• Task prompt: Pick out every line in the material below that contains the string "wavy", and copy each one. Matching is case-sensitive.

**** Record extracts ****

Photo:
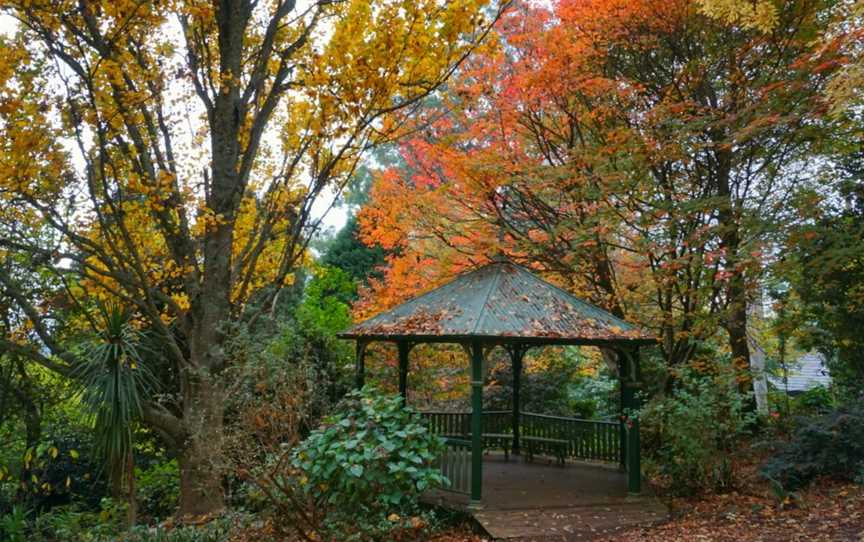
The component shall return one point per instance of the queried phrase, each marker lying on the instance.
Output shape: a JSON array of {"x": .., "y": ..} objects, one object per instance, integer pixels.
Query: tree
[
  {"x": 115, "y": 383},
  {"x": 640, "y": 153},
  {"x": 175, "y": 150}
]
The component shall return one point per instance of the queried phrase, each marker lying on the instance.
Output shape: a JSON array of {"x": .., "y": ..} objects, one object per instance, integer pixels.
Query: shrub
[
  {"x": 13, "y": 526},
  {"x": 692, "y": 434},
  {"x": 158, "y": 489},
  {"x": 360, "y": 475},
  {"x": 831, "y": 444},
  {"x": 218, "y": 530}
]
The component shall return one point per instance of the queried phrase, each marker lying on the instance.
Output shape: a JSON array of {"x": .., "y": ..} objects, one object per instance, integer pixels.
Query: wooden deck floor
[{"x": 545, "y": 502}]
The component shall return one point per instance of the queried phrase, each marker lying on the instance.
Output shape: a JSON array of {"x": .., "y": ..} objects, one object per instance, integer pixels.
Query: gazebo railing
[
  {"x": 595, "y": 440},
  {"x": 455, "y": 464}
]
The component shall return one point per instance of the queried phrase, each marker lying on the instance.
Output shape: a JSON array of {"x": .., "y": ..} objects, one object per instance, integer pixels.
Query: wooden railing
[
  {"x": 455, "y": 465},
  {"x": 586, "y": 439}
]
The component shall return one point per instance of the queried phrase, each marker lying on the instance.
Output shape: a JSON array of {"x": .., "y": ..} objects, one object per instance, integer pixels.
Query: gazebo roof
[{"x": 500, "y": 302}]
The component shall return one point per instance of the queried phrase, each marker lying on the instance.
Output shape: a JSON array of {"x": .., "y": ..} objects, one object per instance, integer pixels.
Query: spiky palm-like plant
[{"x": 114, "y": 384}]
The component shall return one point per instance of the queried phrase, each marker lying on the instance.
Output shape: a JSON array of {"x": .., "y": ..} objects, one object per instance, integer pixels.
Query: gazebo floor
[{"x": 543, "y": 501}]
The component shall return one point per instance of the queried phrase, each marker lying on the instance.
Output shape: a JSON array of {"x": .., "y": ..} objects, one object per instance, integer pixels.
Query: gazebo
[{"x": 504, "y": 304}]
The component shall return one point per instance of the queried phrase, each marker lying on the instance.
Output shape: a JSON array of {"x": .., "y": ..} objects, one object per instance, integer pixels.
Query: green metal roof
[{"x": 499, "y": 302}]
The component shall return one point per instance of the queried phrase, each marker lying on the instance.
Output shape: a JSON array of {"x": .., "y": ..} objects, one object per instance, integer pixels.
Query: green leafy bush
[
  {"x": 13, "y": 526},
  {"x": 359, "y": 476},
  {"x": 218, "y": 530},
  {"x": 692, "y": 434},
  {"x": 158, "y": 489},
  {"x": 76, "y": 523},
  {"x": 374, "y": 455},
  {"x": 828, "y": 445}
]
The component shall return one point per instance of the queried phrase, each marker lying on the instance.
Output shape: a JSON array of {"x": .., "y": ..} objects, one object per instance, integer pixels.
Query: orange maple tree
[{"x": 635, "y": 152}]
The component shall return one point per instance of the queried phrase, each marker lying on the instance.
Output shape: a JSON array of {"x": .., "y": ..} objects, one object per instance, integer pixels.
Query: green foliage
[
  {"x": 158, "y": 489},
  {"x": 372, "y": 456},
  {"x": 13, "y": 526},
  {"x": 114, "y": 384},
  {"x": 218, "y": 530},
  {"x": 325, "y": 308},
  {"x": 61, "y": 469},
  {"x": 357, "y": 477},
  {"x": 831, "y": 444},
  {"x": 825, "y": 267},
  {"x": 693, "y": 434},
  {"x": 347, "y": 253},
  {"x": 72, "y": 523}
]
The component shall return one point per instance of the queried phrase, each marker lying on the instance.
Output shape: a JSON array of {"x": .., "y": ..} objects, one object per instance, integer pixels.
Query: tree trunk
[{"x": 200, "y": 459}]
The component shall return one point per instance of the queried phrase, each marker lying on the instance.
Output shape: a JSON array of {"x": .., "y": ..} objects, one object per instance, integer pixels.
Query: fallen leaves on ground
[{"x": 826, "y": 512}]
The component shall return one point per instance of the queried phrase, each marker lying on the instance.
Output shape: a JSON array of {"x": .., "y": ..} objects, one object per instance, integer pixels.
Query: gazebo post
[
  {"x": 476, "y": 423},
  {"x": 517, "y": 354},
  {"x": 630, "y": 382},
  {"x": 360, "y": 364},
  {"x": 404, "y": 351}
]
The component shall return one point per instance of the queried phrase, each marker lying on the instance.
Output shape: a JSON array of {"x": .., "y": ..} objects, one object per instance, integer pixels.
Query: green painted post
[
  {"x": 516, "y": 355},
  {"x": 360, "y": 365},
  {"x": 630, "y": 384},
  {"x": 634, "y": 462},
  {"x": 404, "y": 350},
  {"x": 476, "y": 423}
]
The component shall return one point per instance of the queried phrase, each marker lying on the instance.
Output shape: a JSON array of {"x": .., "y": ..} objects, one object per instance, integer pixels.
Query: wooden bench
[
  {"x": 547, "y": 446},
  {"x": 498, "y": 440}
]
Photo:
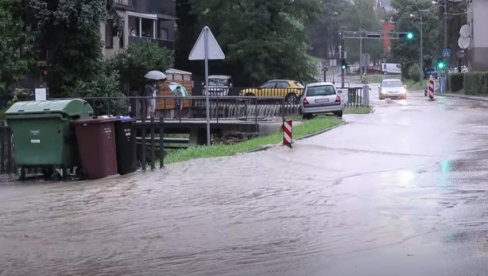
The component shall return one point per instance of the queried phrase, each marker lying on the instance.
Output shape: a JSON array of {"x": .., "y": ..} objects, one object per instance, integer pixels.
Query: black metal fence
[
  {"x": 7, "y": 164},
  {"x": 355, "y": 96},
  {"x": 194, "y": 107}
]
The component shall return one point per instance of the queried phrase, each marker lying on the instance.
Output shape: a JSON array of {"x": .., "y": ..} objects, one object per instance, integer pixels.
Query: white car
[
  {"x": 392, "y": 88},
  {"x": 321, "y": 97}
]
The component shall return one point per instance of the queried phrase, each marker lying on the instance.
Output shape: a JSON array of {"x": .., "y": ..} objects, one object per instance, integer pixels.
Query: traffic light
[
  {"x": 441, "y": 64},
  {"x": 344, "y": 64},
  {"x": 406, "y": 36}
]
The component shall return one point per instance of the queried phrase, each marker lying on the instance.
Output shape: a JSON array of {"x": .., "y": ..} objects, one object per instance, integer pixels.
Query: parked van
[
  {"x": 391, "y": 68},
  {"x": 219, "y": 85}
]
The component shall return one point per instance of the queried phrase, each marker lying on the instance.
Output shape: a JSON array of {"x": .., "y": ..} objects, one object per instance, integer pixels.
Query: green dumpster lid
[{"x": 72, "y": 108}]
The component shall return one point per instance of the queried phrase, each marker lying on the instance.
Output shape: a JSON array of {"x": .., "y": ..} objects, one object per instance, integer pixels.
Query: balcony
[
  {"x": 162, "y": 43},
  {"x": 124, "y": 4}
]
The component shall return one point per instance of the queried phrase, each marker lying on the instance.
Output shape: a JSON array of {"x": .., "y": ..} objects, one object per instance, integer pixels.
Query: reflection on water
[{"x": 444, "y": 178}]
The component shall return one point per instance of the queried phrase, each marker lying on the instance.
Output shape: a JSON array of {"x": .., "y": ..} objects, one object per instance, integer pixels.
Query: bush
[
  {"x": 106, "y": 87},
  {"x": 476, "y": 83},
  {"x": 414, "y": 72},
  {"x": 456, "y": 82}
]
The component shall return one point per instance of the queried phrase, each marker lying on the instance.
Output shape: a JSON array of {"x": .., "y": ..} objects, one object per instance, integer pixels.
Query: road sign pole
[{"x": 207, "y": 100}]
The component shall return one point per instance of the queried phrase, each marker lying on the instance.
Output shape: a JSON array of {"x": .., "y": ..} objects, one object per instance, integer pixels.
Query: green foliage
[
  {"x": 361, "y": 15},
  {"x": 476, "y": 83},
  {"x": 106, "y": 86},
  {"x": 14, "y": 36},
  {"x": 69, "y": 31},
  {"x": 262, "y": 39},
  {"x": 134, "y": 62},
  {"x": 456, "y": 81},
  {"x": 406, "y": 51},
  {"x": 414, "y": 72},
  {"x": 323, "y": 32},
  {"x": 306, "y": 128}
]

****
**** Record extracts ****

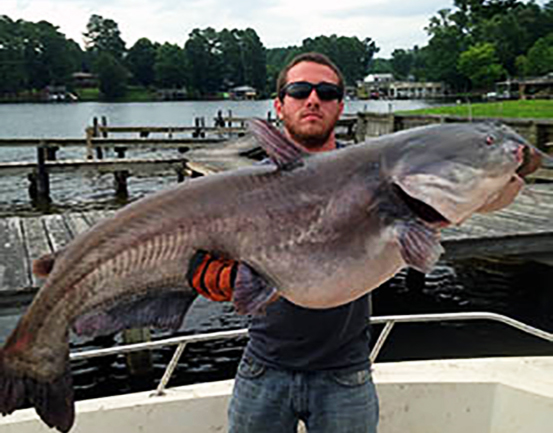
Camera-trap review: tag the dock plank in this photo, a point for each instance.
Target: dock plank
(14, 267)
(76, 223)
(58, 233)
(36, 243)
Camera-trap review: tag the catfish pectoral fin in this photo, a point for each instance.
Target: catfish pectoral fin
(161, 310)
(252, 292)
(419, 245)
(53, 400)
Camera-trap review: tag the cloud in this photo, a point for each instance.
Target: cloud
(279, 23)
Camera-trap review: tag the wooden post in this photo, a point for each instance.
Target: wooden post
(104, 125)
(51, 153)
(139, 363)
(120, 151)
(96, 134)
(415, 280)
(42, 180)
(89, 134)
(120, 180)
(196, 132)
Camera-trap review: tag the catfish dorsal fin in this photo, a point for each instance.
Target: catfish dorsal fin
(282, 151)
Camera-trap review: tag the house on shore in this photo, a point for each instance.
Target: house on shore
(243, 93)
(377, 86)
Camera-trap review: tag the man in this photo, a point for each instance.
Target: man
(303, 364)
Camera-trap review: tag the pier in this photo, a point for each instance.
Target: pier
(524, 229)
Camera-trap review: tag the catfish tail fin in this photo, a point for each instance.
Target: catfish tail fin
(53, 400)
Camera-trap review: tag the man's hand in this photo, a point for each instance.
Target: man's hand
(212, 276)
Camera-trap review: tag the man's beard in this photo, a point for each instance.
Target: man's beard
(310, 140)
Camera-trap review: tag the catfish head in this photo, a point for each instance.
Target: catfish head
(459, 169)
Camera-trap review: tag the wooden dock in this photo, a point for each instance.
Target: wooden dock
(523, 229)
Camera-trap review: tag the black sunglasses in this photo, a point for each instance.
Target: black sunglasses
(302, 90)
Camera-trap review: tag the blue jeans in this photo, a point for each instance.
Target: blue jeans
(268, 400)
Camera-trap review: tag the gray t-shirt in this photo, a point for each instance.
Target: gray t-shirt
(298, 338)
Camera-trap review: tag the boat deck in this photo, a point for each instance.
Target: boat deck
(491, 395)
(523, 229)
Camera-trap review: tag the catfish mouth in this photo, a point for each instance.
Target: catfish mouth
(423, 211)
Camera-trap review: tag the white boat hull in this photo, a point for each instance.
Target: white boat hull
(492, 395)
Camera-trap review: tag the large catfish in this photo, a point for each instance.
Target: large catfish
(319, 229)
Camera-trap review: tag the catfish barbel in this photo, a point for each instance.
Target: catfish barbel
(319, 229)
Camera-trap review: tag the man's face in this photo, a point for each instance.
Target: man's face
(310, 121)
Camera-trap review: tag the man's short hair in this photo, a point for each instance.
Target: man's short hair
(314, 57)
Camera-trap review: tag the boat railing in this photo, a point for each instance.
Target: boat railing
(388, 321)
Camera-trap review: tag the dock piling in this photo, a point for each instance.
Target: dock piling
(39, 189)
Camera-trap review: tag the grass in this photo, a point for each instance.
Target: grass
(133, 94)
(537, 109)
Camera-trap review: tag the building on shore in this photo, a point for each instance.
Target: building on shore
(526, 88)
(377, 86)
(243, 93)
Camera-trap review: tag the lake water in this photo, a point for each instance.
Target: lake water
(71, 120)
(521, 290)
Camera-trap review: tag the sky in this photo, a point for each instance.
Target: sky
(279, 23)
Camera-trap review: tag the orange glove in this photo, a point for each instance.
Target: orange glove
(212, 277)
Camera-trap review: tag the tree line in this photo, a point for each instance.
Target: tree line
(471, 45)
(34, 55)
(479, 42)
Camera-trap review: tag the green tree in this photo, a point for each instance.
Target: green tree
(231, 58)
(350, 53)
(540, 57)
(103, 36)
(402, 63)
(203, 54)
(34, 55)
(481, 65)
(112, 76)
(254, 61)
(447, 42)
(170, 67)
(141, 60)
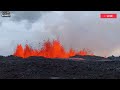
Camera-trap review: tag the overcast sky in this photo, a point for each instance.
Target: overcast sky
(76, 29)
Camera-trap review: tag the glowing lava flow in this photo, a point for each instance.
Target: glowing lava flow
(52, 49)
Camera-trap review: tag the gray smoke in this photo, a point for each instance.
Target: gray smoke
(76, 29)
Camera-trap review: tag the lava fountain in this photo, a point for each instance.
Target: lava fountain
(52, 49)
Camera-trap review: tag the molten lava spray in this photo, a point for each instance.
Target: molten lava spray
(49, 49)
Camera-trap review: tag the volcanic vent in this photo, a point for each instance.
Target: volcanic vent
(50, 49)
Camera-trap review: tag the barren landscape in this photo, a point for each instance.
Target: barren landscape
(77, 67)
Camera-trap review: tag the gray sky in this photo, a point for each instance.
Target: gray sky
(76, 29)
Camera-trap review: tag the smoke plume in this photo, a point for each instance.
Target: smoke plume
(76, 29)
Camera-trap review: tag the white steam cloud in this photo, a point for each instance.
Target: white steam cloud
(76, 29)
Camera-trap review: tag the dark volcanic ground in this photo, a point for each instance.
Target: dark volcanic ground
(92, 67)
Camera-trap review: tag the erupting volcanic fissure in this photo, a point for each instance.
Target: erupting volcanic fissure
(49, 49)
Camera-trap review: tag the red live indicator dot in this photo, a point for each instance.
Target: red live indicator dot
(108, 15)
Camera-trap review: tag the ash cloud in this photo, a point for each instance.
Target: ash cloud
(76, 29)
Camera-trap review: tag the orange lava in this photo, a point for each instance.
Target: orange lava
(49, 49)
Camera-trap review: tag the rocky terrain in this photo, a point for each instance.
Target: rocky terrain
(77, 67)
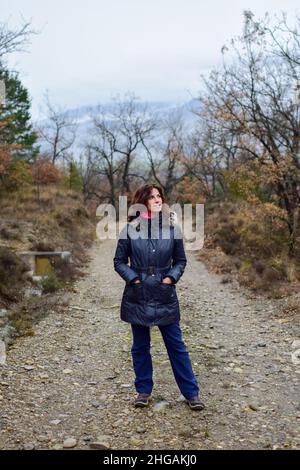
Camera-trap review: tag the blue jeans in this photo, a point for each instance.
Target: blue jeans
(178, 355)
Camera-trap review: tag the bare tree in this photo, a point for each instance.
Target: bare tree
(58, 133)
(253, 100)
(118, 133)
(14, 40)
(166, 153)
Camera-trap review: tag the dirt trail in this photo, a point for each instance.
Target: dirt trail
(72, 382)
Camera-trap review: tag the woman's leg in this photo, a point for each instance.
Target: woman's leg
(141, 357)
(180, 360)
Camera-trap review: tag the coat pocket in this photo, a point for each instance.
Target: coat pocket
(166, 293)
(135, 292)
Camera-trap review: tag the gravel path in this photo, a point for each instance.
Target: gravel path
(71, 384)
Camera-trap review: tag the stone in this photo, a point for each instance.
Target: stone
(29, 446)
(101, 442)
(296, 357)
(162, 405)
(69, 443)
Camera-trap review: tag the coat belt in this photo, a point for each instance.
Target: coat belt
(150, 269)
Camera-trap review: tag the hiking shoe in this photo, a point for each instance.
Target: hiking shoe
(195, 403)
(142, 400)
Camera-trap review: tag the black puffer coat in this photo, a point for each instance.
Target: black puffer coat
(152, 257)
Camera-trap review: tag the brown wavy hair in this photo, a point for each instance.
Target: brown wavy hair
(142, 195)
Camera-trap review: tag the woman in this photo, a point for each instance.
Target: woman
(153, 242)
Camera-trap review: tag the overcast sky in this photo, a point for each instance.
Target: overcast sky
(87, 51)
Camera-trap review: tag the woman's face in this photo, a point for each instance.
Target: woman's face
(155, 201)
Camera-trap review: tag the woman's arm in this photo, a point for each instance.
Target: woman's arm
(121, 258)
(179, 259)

****
**** Record extracts ****

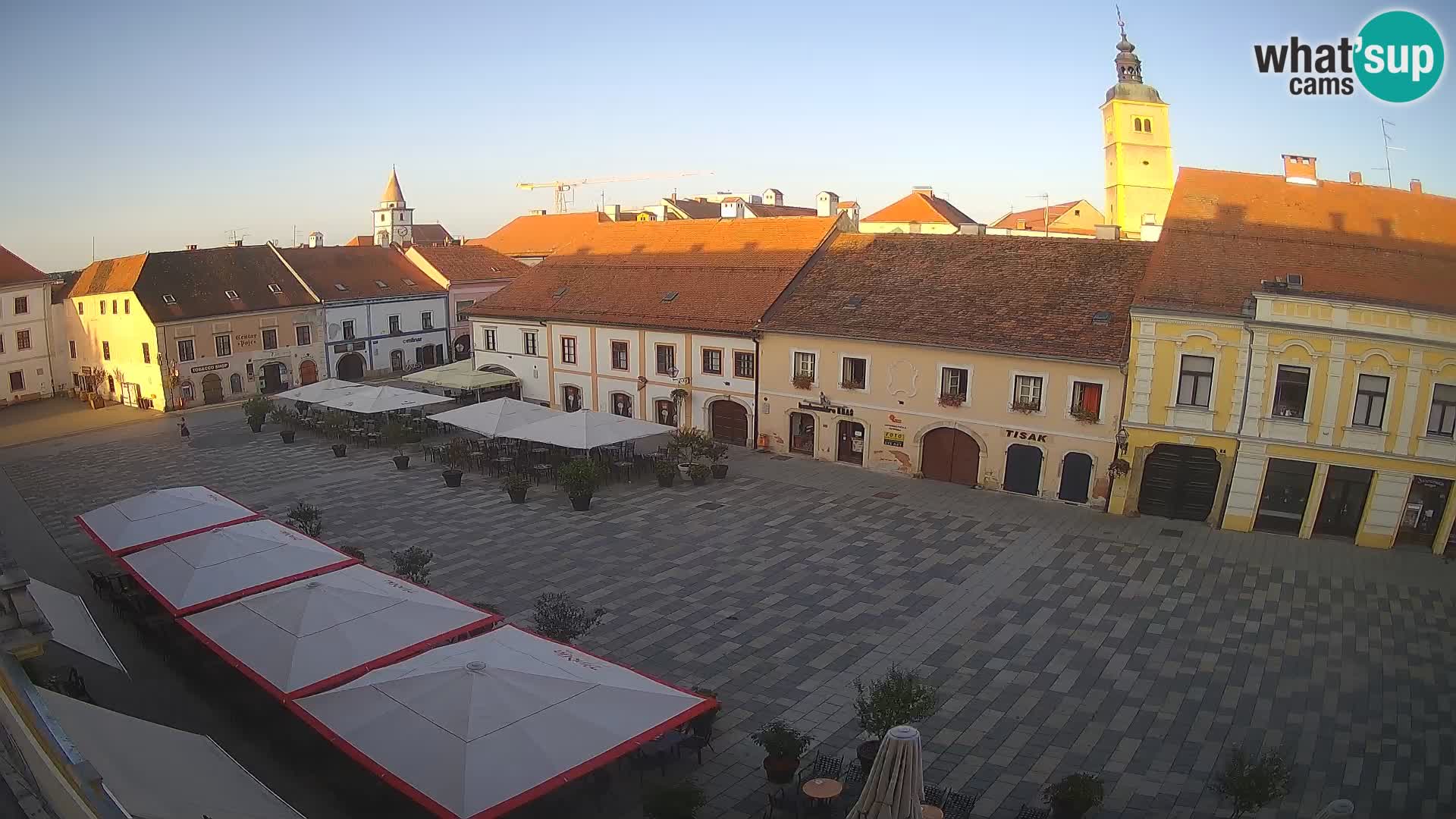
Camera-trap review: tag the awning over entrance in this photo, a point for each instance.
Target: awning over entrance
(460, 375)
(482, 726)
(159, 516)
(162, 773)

****

• The answer:
Camera-trap review: tag the brown wavy hair in this photo, a point for each instance.
Target: brown wavy hair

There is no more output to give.